I have also left out my personal allowance for blocked agents to view my custom error pages and other files to which I might redirect them, such as poison or banning scripts. These allowances would go on the last line, before the - [F] command, as in:
RewriteRule !^(docs/403\.html¦robots\.txt¦other-allowed-files) - [F].
Wiz
[edited by: jdMorgan at 3:38 pm (utc) on Oct. 21, 2004]
[edit reason] Fixed side-scroll [/edit]
RewriteCond %{HTTP_USER_AGENT}!EmailProtect [NC,OR]
wouldn't let me get to my site. Gives me a "Forbidden".
RewriteCond %{HTTP_USER_AGENT} !EmailProtect [NC] Wiz
# Phoney User_Agents used by email harvesters
RewriteCond %{HTTP_USER_AGENT} ^Mozilla/3\.0\ \(compatible\)$ [NC,OR]
RewriteCond %{HTTP_USER_AGENT} ^Mozilla/4\.0\ \(compatible\ ;\ MSIE.? [NC,OR]
RewriteCond %{HTTP_USER_AGENT} ^Mozilla/4\.0\ \(compatible;\ MSIE\ 5\.0;\ Windows\ NT\)$ [NC,OR]
RewriteCond %{HTTP_USER_AGENT} ^Mozilla/4\.0\ \(compatible;\ MSIE\ 5\.00;\ Windows\ 98$ [NC,OR]
RewriteCond %{HTTP_USER_AGENT} ^Mozilla/6\.0\ \(compatible;\ MSIE\ 6\.0;\ Windows\ NT\ 5\.2\)$ [NC,OR]
Are these user agents ALWAYS email harvestors? I read somewhere that these may be people who fake their browser user agent to get around what they consider to be annoying Javascript browser detection on websites. I haven't had any luck finding any good threads on this topic on Webmasterworld.
# Phoney User_Agents used by email harvesters
RewriteCond %{HTTP_USER_AGENT} ^Mozilla/3\.0\ \(compatible\)$ [NC,OR]
RewriteCond %{HTTP_USER_AGENT} ^Mozilla/4\.0\ \(compatible\ ;\ MSIE.? [NC,OR]
RewriteCond %{HTTP_USER_AGENT} ^Mozilla/4\.0\ \(compatible;\ MSIE\ 5\.0;\ Windows\ NT\)$ [NC,OR]
RewriteCond %{HTTP_USER_AGENT} ^Mozilla/4\.0\ \(compatible;\ MSIE\ 5\.00;\ Windows\ 98$ [NC,OR]
RewriteCond %{HTTP_USER_AGENT} ^Mozilla/6\.0\ \(compatible;\ MSIE\ 6\.0;\ Windows\ NT\ 5\.2\)$ [NC,OR]
Most people do not modify their browser's ID string, or even know that this is possible. Those that possess this knowledge and use it are cloaking their activities, for some reason.
I added these UA's after analyzing my logs by user agent and what they requested. My conclusion is that if these are human visitors they have either purposely mis-identified their browser, or they are using a program that has such a UA. In either case, I don't want them wasting my bandwidth.
Wiz

++++++++

◆ **Exercise a**
In the forum thread, list every alternative separated by ¦ inside the parentheses of the RewriteRule line.
The forum thread and the records are unrelated.

Records from a point-labeling set
++++++++

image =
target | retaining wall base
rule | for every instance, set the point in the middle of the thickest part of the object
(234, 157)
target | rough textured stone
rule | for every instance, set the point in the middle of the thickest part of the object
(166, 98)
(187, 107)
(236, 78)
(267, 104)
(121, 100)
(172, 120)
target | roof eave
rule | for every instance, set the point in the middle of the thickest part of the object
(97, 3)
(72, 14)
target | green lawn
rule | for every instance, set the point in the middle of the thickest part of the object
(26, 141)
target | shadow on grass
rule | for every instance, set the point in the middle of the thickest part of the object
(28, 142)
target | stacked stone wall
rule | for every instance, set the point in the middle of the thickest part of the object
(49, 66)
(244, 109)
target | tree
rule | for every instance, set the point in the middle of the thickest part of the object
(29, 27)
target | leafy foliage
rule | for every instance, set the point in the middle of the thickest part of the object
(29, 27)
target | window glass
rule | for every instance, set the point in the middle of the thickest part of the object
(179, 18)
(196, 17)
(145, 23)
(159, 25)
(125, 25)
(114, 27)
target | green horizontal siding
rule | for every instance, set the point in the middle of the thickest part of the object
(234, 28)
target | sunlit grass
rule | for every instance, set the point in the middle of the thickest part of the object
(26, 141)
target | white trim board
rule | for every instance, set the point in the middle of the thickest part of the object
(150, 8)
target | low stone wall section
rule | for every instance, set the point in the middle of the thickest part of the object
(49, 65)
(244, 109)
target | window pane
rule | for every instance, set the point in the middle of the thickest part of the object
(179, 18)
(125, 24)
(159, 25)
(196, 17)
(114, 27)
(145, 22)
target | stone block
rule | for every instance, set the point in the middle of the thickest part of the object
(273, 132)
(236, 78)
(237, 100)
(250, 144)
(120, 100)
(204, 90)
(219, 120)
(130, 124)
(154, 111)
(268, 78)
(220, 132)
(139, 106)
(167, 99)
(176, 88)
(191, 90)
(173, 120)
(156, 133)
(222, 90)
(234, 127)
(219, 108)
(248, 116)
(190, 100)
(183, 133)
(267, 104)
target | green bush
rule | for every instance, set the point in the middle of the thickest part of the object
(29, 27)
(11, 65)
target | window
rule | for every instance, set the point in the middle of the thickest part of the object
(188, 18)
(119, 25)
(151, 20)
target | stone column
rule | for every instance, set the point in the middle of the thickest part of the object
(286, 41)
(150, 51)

++++++++

◆ **Exercise b**
Please put the stretch of records from the line containing "target | white trim board" through the end of the records into a two-column CSV with the columns request and answer, one row per request. Write each value in a single quoted field, with line breaks replaced by spaces.

◆ **Complete output a**
docs/403\.html, robots\.txt, other-allowed-files

◆ **Complete output b**
request,answer
"target | white trim board rule | for every instance, set the point in the middle of the thickest part of the object","(150, 8)"
"target | low stone wall section rule | for every instance, set the point in the middle of the thickest part of the object","(49, 65) (244, 109)"
"target | window pane rule | for every instance, set the point in the middle of the thickest part of the object","(179, 18) (125, 24) (159, 25) (196, 17) (114, 27) (145, 22)"
"target | stone block rule | for every instance, set the point in the middle of the thickest part of the object","(273, 132) (236, 78) (237, 100) (250, 144) (120, 100) (204, 90) (219, 120) (130, 124) (154, 111) (268, 78) (220, 132) (139, 106) (167, 99) (176, 88) (191, 90) (173, 120) (156, 133) (222, 90) (234, 127) (219, 108) (248, 116) (190, 100) (183, 133) (267, 104)"
"target | green bush rule | for every instance, set the point in the middle of the thickest part of the object","(29, 27) (11, 65)"
"target | window rule | for every instance, set the point in the middle of the thickest part of the object","(188, 18) (119, 25) (151, 20)"
"target | stone column rule | for every instance, set the point in the middle of the thickest part of the object","(286, 41) (150, 51)"